### [WORK INSTRUCTIONS]
Only the lines from the one containing "The component shall locate one point per instance of the gray" through the one containing "The component shall locate one point per instance of the man's" should be printed, exactly as they appear below, with both ends included.

____ TASK INPUTS

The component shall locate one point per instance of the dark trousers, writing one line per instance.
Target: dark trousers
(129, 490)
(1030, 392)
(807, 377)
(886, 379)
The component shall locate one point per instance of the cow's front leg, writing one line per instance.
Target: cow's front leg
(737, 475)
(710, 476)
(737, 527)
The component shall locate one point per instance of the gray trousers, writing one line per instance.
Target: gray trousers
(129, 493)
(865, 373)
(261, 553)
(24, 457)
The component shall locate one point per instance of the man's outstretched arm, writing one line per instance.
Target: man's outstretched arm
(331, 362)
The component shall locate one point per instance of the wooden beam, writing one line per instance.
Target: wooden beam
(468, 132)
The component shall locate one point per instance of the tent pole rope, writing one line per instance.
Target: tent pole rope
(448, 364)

________
____ TASK INPUTS

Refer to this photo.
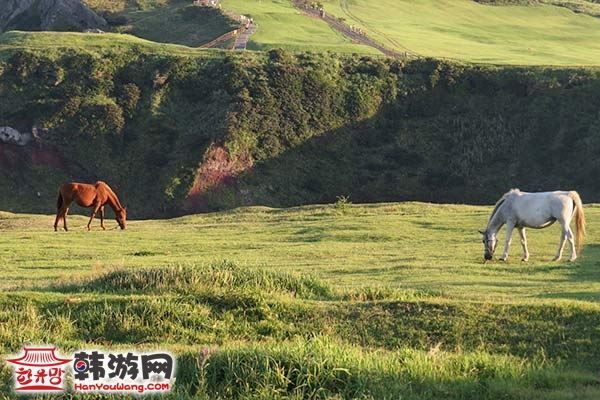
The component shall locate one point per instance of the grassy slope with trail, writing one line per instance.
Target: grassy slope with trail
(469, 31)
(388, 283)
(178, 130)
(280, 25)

________

### [WRITTEN SOLUTION]
The component shall locate one point per instance of the gray trousers, writing one line per instance.
Target: gray trousers
(129, 493)
(865, 373)
(261, 553)
(24, 457)
The component shall locate one point per instance of the man's outstretched arm, writing one line per instance.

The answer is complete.